- **Objectifs**:
[1] Pouvez-vous recopier fidèlement le passage du texte sur le parcours de Kahina, depuis « Le saint occupe » jusqu'à « religieux jusqu’au bac. » inclus ?
[2] Dans le texte sur le parcours de Kahina :
(a) En quelle année est-elle née ?
(b) En quelle année et dans quelle ville a-t-elle fondé la mosquée « Fatima » ?
(c) Jusqu'à quel niveau reçoit-elle un enseignement religieux à l'école ?
[3] Pouvez-vous poursuivre le texte sur le parcours de Kahina à partir de sa dernière phrase ?

- **Texte à lire**:
──────────────────────────────
Elle est née en 1979 d’un père kabyle et d’une mère dont les parents étaient l’un français catholique et l’autre juive polonaise. Elle a grandi en Algérie dans sa famille paternelle. Elle était adolescente pendant les années noires de terreur (1991-2002). Adulte, elle vit en France et à 30 ans après le décès de son père elle traverse une crise existentielle et découvre la littérature et la philosophie soufies ; ce fut une révélation.
Elle dit : « C’est dans la spiritualité que j’ai trouvé le vrai sens du message prophétique et coranique ; je ne l’ai trouvé que parce que j’ai erré, douté, questionné ; cela fait partie du chemin ; sans le doute, aucun processus de recherche ne peut être entamé…il renouvelle la foi et la garde vivante et en mouvement … »
Elle devient alors spécialiste de l’œuvre du mystique andalou soufi Ibn Arabi (Murcie-1165/Damas-1240). Elle affirme qu’il faut se réapproprier sa religion après en avoir été dépossédé pendant plusieurs décennies par des idéologies intégristes et fondamentalistes.
Elle s’engage après les attentats de 2015 et fonde en 2019, à Paris, avec des amis musulmans libéraux la mosquée « Fatima » ouverte à tous, hommes et femmes, et aux non-musulmans. Son collègue imam Faker Korchane y alterne les prêches avec elle.
2. L’islam de ses origines
En Algérie elle a vécu l’islam de l’intérieur. Son père et ses grand ’parents paternels le lui ont transmis dans son enfance en Kabylie dans un environnement rural authentique. Pour eux le lien à Dieu s’expérimente et se vit à chaque instant. Ils étaient issus d’une famille maraboutique descendante d’un « wali » (saint musulman) ; cette culture était imprégnée de mystique soufie : chaque individu est responsable et tend à tout moment à réaliser le bien et à lutter contre le mal.
Le saint occupe une place centrale ; il est un être humain accompli et relie le monde terrestre au monde céleste.
Le soufisme s’est développé pendant plus de mille ans au Maghreb dans des voies initiatiques diversifiées au cours d’échanges entre Moyen-Orient et Occident.
A l’école Kahina reçoit un enseignement religieux jusqu’au bac.
Très jeune, elle a une conscience aiguë de la valeur de la liberté et du combat pour sa conquête. Pour cela elle a engagé un travail de transformation intérieure profonde.
──────────────────────────────
- **Exemples de détection**:

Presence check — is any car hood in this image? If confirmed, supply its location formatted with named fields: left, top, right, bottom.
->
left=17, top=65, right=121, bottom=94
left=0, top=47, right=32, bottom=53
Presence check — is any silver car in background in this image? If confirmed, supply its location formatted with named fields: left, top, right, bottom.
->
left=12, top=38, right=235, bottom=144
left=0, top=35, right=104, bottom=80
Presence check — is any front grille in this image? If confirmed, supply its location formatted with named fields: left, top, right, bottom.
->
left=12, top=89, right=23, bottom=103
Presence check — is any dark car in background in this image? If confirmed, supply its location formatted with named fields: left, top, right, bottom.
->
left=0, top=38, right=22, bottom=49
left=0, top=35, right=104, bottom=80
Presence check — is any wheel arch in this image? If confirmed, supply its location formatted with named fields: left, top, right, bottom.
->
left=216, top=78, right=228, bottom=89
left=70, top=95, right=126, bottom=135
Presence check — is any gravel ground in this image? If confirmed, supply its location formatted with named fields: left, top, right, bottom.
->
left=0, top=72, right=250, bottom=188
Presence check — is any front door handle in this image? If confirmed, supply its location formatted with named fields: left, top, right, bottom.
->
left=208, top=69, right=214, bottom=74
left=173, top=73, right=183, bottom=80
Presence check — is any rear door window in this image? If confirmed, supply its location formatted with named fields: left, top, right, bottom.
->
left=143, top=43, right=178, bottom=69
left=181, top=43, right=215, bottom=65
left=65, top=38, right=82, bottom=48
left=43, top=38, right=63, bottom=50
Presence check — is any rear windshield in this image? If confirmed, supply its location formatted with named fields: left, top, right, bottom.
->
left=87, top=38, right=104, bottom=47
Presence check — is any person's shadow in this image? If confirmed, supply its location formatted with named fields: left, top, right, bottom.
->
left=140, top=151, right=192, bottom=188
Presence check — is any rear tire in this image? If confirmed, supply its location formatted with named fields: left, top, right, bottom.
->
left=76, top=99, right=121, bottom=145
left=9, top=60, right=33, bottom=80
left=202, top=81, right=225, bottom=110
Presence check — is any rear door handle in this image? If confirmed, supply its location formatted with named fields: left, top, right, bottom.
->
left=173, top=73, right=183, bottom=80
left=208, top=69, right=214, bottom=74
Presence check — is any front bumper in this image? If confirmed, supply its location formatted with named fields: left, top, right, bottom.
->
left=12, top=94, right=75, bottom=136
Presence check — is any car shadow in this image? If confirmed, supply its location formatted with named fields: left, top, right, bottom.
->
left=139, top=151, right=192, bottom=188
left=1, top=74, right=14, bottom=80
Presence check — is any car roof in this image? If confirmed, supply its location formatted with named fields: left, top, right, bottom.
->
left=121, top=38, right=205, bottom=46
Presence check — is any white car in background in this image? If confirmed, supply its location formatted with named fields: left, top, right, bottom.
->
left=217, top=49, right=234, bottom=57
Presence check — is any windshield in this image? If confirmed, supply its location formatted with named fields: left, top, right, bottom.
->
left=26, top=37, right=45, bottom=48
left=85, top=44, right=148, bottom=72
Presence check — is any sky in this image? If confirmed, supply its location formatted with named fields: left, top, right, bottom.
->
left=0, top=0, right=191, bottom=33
──────────────────────────────
- **Réponses**:
[1]
Le saint occupe une place centrale ; il est un être humain accompli et relie le monde terrestre au monde céleste.
Le soufisme s’est développé pendant plus de mille ans au Maghreb dans des voies initiatiques diversifiées au cours d’échanges entre Moyen-Orient et Occident.
A l’école Kahina reçoit un enseignement religieux jusqu’au bac.

[2]
(a) En 1979.
(b) En 2019, à Paris.
(c) Jusqu'au bac.

[3]
Son père avait fait des études supérieures en Algérie et avait fait un temps de la prison pour avoir défendu avec des amis étudiants, l’identité et la langue berbère. C’est pourquoi il avait choisi le prénom « Kahina » pour sa fille. « La Kahina » est une figure mythique de la résistance à l’oppression de la fin du VIIe siècle : reine, prêtresse et guerrière, elle avait lutté jusqu’à la mort, l’épée à la main, contre l’invasion des Arabes Omeyades.
Kahina Bahloul affirme : « Tout peuple a besoin d’un récit fondateur. Plus un arbre est enraciné dans la terre où il a germé, plus il est fort et mieux disposé à épanouir ses branches et ses feuilles vers l’extérieur. Mieux un individu connait son histoire et celle de ses ancêtres, plus il est solide et capable de s’ouvrir à l’altérité qui l’entoure. A l’inverse, la fragilité née du sentiment d’être un déraciné amène le repli sur soi car le monde extérieur est sans cesse perçu comme un danger potentiel. Ce sentiment explique en partie le besoin ressenti par certaines jeunes personnes de vouloir se protéger de l’altérité en adoptant un comportement de fermeture et de repli. »
3. Un peu d’histoire
En Afrique du Nord, les berbères ont repris le pouvoir après la conquête arabe dès le Xe siècle. 1ere dynastie : Les Zirides ont fondé Alger.
XI e siècle 2e dynastie : les Almoravides (1055-1145) période de progrès culturels, sociaux, politiques et religieux.
aux XIIe et XIIIe siècles Les Almohades ( 1147-1269) puis les Mérinides( 1248-1465)
Ils ont régné jusqu’au XVIe siècle sur le Maghreb et l’Espagne.
1979 est l’année de la naissance de Kahina Bahloul et c’est l’année où en Iran Khomeiny a pris le pouvoir. Les religieux ont la haute main sur le politique. C’est la montée de l’islamisme radical et des tensions identitaires.
« En Algérie un déficit de maturité politique et sociale après 17 ans d’indépendance était et reste encore à conquérir. »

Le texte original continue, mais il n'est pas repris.